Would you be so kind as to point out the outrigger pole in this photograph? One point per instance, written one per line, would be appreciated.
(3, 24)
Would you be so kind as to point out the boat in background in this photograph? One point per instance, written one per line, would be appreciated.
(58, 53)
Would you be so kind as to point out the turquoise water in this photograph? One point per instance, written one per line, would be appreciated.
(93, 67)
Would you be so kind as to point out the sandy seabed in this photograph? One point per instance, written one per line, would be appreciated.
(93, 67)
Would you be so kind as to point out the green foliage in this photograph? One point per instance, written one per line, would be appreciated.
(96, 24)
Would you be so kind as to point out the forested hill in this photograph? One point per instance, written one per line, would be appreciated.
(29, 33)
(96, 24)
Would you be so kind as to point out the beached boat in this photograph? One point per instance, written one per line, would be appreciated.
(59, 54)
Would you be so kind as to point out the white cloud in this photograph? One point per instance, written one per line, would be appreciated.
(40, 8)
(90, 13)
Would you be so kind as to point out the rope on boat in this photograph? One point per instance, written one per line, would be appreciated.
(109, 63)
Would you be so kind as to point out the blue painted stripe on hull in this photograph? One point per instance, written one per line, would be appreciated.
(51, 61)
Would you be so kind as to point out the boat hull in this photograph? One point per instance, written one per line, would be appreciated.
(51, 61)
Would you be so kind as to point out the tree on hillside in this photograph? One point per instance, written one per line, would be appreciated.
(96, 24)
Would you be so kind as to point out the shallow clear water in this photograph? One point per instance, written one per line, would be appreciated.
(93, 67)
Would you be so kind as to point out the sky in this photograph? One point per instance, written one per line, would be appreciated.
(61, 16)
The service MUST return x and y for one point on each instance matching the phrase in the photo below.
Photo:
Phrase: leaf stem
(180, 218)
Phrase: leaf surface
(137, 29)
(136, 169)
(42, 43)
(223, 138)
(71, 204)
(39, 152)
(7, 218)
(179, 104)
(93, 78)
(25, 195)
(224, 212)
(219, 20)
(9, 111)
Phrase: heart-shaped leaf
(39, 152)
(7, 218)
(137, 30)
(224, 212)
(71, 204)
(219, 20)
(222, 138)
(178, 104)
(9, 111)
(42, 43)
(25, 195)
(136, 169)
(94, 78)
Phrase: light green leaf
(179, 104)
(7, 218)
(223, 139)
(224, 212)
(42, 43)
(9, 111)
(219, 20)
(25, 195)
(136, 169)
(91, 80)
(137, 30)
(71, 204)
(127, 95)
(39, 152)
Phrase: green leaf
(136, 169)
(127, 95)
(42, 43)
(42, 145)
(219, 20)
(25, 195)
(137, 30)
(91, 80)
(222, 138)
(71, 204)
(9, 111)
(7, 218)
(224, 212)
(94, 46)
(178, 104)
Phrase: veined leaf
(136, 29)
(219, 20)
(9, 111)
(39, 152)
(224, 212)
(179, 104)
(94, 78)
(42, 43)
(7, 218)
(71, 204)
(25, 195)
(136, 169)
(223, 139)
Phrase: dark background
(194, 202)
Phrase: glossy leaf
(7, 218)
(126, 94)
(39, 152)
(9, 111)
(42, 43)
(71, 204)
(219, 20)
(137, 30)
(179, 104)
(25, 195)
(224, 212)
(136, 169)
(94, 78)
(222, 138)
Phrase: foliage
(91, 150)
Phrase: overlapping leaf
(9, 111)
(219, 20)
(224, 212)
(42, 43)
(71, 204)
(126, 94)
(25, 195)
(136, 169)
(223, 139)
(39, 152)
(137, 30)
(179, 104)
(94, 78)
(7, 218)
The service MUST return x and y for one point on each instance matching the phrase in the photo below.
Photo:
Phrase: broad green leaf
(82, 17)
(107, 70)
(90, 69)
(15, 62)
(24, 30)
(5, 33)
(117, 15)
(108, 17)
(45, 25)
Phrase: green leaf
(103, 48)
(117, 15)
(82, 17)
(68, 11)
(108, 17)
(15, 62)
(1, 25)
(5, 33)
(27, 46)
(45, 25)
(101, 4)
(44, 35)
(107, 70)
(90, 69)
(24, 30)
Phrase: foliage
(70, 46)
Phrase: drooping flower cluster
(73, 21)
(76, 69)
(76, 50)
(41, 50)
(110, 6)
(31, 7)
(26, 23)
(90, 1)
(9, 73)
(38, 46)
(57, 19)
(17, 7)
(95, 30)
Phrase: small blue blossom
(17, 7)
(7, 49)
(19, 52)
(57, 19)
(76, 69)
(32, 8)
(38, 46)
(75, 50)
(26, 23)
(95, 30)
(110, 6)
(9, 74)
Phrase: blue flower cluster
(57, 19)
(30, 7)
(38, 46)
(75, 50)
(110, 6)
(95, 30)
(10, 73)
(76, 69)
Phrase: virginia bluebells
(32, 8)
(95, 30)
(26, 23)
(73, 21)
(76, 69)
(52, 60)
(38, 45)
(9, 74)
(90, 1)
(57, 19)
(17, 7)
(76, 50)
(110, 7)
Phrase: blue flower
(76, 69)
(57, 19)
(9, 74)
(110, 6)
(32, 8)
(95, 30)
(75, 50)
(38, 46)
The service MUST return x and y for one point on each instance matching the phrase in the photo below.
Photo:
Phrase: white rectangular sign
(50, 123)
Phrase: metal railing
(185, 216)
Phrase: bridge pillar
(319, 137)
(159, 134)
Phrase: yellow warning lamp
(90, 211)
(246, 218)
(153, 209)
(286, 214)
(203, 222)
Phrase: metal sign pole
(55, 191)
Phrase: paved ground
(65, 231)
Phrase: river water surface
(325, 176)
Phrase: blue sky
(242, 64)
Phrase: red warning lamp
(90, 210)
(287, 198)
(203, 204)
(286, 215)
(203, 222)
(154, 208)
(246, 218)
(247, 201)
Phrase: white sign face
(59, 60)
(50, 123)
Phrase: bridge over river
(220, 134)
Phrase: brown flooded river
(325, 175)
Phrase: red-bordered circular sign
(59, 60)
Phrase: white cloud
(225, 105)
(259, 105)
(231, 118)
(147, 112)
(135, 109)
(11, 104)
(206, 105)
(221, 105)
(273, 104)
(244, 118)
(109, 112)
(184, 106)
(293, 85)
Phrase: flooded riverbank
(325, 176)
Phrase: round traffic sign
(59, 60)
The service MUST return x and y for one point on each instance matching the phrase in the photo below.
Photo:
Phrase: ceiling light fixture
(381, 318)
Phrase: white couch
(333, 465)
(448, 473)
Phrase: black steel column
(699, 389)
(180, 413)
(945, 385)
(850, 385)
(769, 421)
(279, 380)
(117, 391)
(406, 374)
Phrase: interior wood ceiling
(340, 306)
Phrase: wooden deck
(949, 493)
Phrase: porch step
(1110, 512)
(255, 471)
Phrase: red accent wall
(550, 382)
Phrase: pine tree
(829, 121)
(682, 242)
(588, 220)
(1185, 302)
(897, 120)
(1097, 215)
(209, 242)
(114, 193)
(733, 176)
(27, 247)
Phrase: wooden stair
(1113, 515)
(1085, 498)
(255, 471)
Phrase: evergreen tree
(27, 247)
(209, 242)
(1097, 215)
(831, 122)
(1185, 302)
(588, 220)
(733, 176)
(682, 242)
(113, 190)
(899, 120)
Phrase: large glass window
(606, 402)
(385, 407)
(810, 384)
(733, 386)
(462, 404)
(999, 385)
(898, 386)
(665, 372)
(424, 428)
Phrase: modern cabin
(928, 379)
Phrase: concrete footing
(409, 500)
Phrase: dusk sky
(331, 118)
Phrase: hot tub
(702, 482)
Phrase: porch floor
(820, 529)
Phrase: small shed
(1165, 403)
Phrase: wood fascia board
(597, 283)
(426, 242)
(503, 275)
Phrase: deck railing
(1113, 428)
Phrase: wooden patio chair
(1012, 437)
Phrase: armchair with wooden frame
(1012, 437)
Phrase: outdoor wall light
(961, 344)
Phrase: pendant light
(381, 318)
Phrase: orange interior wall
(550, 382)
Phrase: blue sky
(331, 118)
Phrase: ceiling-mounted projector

□ □ □ □

_Exercise prompt_. Give back exactly the lines from the line containing "Phrase: metal railing" to the end of the entries, and no other lines.

_Answer for this exercise_.
Phrase: metal railing
(185, 216)
Phrase: bridge pillar
(319, 137)
(159, 134)
Phrase: yellow warning lamp
(90, 211)
(246, 218)
(153, 209)
(286, 214)
(203, 222)
Phrase: metal sign pole
(55, 191)
Phrase: paved ground
(65, 231)
Phrase: river water surface
(325, 176)
Phrase: blue sky
(242, 64)
Phrase: red warning lamp
(90, 210)
(287, 198)
(203, 204)
(286, 215)
(203, 222)
(154, 208)
(246, 218)
(247, 201)
Phrase: white sign face
(59, 60)
(50, 123)
Phrase: bridge over river
(220, 134)
Phrase: brown flooded river
(325, 175)
Phrase: red-bordered circular sign
(59, 60)
Phrase: white cloud
(225, 105)
(259, 105)
(231, 118)
(147, 112)
(135, 109)
(11, 104)
(206, 105)
(221, 105)
(273, 104)
(244, 118)
(109, 112)
(184, 106)
(293, 85)
Phrase: flooded riverbank
(325, 176)
Phrase: round traffic sign
(59, 60)
The service MUST return x and y for one point on each instance matching the phrase in the photo below.
Photo:
Phrase: ceiling light fixture
(381, 318)
Phrase: white couch
(333, 465)
(448, 473)
Phrase: black steel column
(699, 389)
(180, 413)
(945, 385)
(850, 385)
(769, 421)
(279, 380)
(117, 391)
(406, 374)
Phrase: interior wood ceiling
(340, 306)
Phrase: wooden deck
(949, 493)
Phrase: porch step
(1110, 512)
(255, 471)
Phrase: red accent wall
(550, 382)
Phrase: pine tree
(829, 121)
(682, 242)
(588, 220)
(1185, 302)
(897, 120)
(1097, 215)
(209, 242)
(114, 193)
(733, 176)
(27, 247)
Phrase: wooden stair
(1113, 515)
(1085, 498)
(255, 471)
Phrase: evergreen tree
(27, 247)
(209, 242)
(1097, 215)
(831, 122)
(1185, 302)
(588, 220)
(733, 176)
(682, 242)
(113, 190)
(899, 120)
Phrase: large glass window
(606, 402)
(385, 407)
(810, 384)
(733, 386)
(462, 404)
(999, 385)
(898, 386)
(665, 372)
(424, 428)
Phrase: modern cabin
(928, 379)
Phrase: concrete footing
(409, 500)
Phrase: dusk sky
(331, 118)
Phrase: hot tub
(702, 482)
Phrase: porch floor
(820, 529)
Phrase: small shed
(1165, 403)
Phrase: wood fascia board
(597, 283)
(426, 242)
(503, 275)
Phrase: deck railing
(1113, 428)
Phrase: wooden patio chair
(1012, 437)
Phrase: armchair with wooden frame
(1012, 437)
Phrase: outdoor wall light
(961, 344)
Phrase: pendant light
(381, 318)
Phrase: orange interior wall
(550, 382)
Phrase: blue sky
(331, 118)
Phrase: ceiling-mounted projector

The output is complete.